# THE PROBLEM
Format the data below as a JSON list of strings, with one string per line and no blank lines. Include everything from the line containing "the chair seat" down to and including the line containing "x=494 y=225", and nothing else.

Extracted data
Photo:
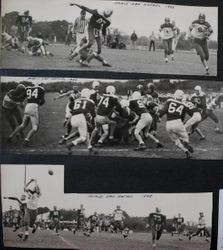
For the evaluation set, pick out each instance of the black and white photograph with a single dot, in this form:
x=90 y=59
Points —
x=37 y=213
x=220 y=221
x=176 y=119
x=153 y=38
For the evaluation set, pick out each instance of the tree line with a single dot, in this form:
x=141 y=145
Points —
x=58 y=28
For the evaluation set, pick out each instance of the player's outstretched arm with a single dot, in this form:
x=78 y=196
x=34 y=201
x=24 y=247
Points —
x=93 y=12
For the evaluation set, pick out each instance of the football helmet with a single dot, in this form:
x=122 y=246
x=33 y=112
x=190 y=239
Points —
x=110 y=90
x=179 y=94
x=136 y=95
x=85 y=93
x=95 y=84
x=107 y=12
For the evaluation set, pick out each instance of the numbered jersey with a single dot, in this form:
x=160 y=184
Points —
x=198 y=29
x=35 y=95
x=107 y=105
x=191 y=108
x=82 y=106
x=118 y=215
x=138 y=107
x=24 y=20
x=167 y=31
x=55 y=215
x=156 y=221
x=199 y=101
x=98 y=22
x=174 y=110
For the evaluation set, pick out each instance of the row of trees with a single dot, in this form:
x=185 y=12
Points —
x=59 y=28
x=165 y=86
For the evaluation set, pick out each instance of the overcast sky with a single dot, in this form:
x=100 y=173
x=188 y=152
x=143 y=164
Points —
x=52 y=188
x=143 y=18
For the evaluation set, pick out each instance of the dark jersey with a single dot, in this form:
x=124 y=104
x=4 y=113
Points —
x=82 y=106
x=178 y=221
x=191 y=108
x=24 y=20
x=80 y=213
x=152 y=107
x=107 y=104
x=157 y=221
x=199 y=101
x=93 y=219
x=35 y=95
x=55 y=215
x=138 y=107
x=174 y=110
x=95 y=97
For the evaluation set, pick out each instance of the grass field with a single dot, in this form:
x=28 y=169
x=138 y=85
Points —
x=51 y=129
x=137 y=61
x=101 y=241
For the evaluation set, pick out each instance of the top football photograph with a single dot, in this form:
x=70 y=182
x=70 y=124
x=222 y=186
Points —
x=109 y=36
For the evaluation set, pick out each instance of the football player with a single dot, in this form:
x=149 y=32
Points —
x=55 y=216
x=33 y=195
x=35 y=98
x=118 y=220
x=72 y=95
x=201 y=227
x=175 y=111
x=200 y=31
x=24 y=215
x=81 y=217
x=145 y=121
x=80 y=29
x=98 y=24
x=94 y=94
x=176 y=36
x=79 y=109
x=10 y=106
x=106 y=106
x=24 y=23
x=167 y=34
x=157 y=223
x=178 y=223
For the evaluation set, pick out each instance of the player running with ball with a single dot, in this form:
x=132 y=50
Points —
x=200 y=31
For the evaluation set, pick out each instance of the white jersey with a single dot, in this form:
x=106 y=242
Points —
x=118 y=215
x=32 y=202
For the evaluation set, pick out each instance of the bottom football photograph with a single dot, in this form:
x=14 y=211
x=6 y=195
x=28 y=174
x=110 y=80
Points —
x=38 y=214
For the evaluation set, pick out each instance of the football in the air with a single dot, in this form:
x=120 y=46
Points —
x=50 y=172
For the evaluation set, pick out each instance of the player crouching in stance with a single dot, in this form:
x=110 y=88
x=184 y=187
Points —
x=145 y=119
x=157 y=223
x=35 y=98
x=32 y=202
x=80 y=108
x=175 y=111
x=167 y=34
x=98 y=24
x=103 y=123
x=200 y=31
x=201 y=228
x=24 y=224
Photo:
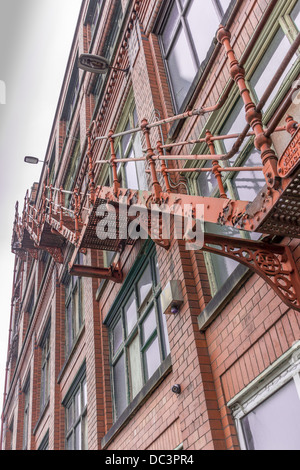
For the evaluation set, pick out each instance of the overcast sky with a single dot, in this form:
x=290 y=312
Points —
x=35 y=41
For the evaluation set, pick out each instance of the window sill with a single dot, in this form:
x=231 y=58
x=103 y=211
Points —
x=138 y=401
x=233 y=284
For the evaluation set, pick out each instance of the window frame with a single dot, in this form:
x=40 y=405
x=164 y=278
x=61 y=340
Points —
x=182 y=23
x=218 y=120
x=72 y=285
x=45 y=367
x=26 y=416
x=284 y=369
x=117 y=314
x=79 y=385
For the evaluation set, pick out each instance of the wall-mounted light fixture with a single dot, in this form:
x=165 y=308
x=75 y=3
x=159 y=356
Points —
x=96 y=64
x=171 y=298
x=176 y=389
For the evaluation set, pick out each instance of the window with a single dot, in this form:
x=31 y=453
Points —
x=138 y=335
x=26 y=392
x=72 y=169
x=247 y=184
x=45 y=442
x=267 y=412
x=45 y=371
x=110 y=41
x=30 y=305
x=186 y=37
x=71 y=98
x=73 y=308
x=132 y=175
x=95 y=16
x=76 y=414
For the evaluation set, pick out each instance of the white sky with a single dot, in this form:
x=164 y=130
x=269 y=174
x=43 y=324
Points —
x=35 y=41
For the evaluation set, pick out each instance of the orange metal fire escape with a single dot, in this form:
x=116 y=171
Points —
x=274 y=213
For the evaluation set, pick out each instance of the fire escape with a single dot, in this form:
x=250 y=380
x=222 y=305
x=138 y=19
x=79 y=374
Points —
x=275 y=212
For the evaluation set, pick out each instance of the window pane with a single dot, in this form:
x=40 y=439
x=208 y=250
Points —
x=76 y=313
x=235 y=124
x=249 y=183
x=170 y=26
x=203 y=24
x=77 y=404
x=84 y=394
x=70 y=416
x=157 y=270
x=70 y=443
x=152 y=357
x=117 y=336
x=120 y=386
x=269 y=65
x=125 y=140
x=144 y=284
x=149 y=325
x=275 y=424
x=225 y=4
x=131 y=175
x=222 y=266
x=164 y=328
x=296 y=15
x=140 y=165
x=135 y=369
x=130 y=314
x=78 y=437
x=181 y=67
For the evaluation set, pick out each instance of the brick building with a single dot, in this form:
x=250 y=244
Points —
x=146 y=342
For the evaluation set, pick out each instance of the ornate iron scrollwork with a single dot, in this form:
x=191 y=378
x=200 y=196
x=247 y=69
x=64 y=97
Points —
x=274 y=263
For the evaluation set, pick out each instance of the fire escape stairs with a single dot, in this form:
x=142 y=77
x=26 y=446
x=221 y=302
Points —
x=275 y=212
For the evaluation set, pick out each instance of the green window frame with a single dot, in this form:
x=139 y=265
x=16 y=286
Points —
x=26 y=392
x=45 y=368
x=186 y=38
x=138 y=334
x=73 y=310
x=132 y=175
x=76 y=414
x=267 y=55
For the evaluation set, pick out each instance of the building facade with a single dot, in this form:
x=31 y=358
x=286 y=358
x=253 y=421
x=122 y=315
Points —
x=147 y=341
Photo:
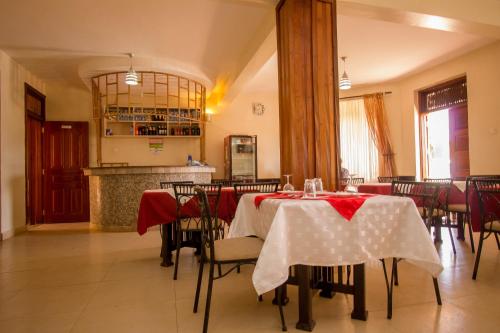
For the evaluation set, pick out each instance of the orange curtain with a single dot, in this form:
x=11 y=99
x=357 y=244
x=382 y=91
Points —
x=379 y=130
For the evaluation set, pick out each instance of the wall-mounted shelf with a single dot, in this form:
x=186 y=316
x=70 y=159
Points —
x=162 y=105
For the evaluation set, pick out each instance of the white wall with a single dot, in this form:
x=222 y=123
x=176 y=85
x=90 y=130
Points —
x=482 y=68
x=237 y=118
x=12 y=182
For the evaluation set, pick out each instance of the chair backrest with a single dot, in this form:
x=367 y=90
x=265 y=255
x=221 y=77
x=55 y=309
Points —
x=268 y=180
x=385 y=179
x=242 y=188
x=223 y=182
x=167 y=185
x=488 y=190
x=445 y=189
x=424 y=194
x=185 y=192
x=207 y=230
x=469 y=184
x=407 y=178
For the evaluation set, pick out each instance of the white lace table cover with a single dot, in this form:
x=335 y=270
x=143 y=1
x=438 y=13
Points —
x=312 y=232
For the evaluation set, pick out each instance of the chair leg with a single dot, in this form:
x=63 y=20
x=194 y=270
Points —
x=280 y=307
x=178 y=248
x=209 y=297
x=436 y=290
x=471 y=235
x=395 y=269
x=389 y=286
x=478 y=255
x=198 y=285
x=451 y=237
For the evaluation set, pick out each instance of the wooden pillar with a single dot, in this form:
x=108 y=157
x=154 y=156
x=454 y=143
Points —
x=308 y=83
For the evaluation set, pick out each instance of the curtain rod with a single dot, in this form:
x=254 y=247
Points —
x=359 y=96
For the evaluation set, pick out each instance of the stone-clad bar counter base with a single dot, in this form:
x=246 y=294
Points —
x=115 y=192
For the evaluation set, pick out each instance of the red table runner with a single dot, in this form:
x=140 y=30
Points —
x=159 y=207
x=346 y=206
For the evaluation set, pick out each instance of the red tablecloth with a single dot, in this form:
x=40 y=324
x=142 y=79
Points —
x=159 y=207
x=346 y=206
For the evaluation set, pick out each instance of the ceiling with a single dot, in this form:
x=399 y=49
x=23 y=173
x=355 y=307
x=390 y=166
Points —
x=205 y=40
x=379 y=51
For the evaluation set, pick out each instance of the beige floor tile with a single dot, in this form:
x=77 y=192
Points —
x=62 y=278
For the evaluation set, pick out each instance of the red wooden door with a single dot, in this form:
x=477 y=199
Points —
x=459 y=141
x=65 y=156
x=34 y=186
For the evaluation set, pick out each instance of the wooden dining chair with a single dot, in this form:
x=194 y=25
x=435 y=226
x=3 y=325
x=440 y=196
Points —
x=223 y=182
x=488 y=191
x=233 y=251
x=242 y=188
x=354 y=181
x=425 y=196
x=441 y=211
x=187 y=227
x=167 y=185
x=385 y=179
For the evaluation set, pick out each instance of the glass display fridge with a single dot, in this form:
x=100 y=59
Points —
x=240 y=157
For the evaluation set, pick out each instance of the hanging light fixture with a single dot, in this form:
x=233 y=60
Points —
x=131 y=77
x=344 y=82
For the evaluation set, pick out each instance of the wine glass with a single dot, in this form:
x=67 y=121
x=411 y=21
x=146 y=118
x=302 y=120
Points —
x=288 y=187
x=309 y=189
x=350 y=187
x=319 y=184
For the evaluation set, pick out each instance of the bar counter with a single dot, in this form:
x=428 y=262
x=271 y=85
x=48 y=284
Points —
x=115 y=192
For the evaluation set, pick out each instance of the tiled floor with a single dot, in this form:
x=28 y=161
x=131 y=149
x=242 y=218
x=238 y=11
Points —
x=64 y=278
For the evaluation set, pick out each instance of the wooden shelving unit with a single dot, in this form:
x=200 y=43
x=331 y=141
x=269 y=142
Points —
x=162 y=105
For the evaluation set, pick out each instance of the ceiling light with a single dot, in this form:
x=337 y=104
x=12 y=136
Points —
x=344 y=82
x=131 y=77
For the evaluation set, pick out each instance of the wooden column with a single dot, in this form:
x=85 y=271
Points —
x=308 y=82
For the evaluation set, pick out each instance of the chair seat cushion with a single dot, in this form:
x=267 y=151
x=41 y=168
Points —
x=234 y=249
x=435 y=212
x=190 y=224
x=459 y=208
x=494 y=225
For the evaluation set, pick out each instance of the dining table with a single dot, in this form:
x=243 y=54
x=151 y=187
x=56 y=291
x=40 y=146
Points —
x=457 y=195
x=159 y=207
x=306 y=235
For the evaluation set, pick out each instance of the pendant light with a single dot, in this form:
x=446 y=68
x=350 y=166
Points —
x=131 y=77
x=344 y=83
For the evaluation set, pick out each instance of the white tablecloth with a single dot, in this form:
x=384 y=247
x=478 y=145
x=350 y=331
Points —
x=312 y=232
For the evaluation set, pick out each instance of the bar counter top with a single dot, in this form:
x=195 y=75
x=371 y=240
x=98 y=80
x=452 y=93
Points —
x=128 y=170
x=115 y=192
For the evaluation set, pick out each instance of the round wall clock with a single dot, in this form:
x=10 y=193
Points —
x=258 y=109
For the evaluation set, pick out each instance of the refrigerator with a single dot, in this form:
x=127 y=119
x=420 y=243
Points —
x=240 y=158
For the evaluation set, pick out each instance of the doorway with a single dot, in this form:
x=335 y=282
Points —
x=34 y=104
x=444 y=131
x=66 y=188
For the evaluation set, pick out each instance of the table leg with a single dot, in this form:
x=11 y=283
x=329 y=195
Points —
x=303 y=274
x=460 y=226
x=437 y=230
x=284 y=297
x=166 y=244
x=359 y=312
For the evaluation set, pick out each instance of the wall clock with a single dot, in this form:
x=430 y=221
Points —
x=258 y=109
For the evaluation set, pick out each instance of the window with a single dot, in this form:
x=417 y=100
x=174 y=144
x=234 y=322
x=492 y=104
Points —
x=357 y=149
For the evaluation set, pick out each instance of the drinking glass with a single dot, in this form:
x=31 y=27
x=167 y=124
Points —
x=350 y=187
x=319 y=184
x=309 y=189
x=288 y=187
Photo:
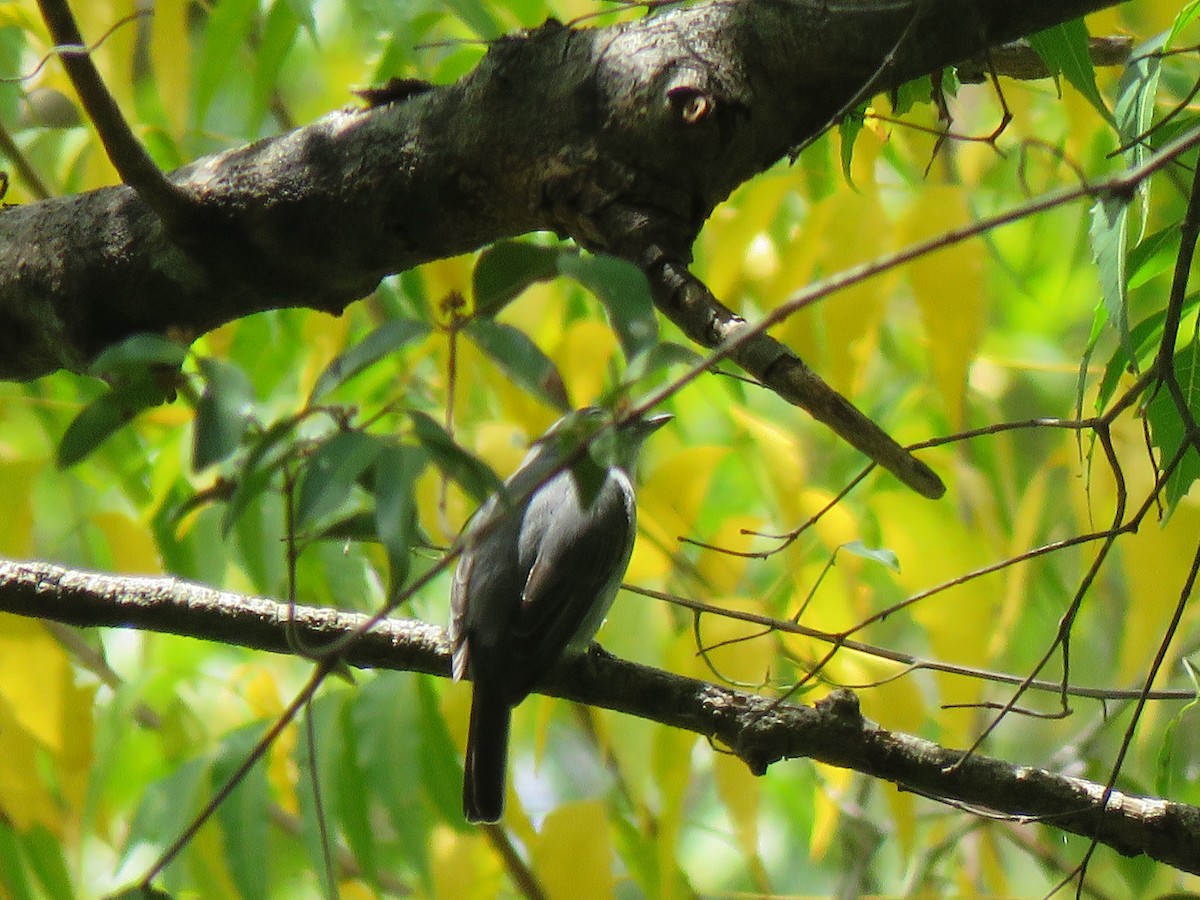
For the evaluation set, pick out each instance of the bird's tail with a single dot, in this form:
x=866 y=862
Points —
x=487 y=751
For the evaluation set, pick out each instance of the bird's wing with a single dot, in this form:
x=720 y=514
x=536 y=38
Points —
x=580 y=557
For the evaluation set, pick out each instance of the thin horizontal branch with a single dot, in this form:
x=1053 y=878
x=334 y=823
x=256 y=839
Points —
x=757 y=730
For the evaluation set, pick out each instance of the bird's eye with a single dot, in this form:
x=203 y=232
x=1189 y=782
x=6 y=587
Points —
x=691 y=105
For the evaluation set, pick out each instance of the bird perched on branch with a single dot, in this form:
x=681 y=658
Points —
x=539 y=569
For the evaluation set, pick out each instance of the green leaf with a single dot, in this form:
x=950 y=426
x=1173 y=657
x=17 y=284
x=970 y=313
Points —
x=243 y=814
x=321 y=761
x=387 y=718
x=1186 y=17
x=623 y=289
x=1135 y=101
x=882 y=556
x=12 y=873
x=474 y=475
x=384 y=340
x=136 y=354
x=264 y=460
x=1153 y=256
x=396 y=472
x=1109 y=233
x=331 y=473
x=354 y=793
x=441 y=768
x=166 y=809
x=849 y=130
x=1170 y=771
x=504 y=270
x=107 y=413
x=478 y=17
x=521 y=359
x=45 y=855
x=359 y=527
x=222 y=414
x=277 y=35
x=228 y=28
x=1065 y=49
x=661 y=357
x=1167 y=426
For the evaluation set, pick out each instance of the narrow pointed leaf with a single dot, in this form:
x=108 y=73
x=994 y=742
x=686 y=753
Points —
x=521 y=359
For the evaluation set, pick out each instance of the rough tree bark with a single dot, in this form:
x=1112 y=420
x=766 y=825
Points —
x=623 y=138
x=759 y=730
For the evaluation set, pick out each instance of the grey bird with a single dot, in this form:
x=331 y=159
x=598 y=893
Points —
x=539 y=569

# CORRECT RESPONSE
[
  "For the evaluation set, pick out each instance of the chair seat cushion with a single dot, in this form:",
  "x=267 y=151",
  "x=41 y=168",
  "Points —",
  "x=234 y=249",
  "x=435 y=212",
  "x=190 y=224",
  "x=459 y=208",
  "x=494 y=225"
]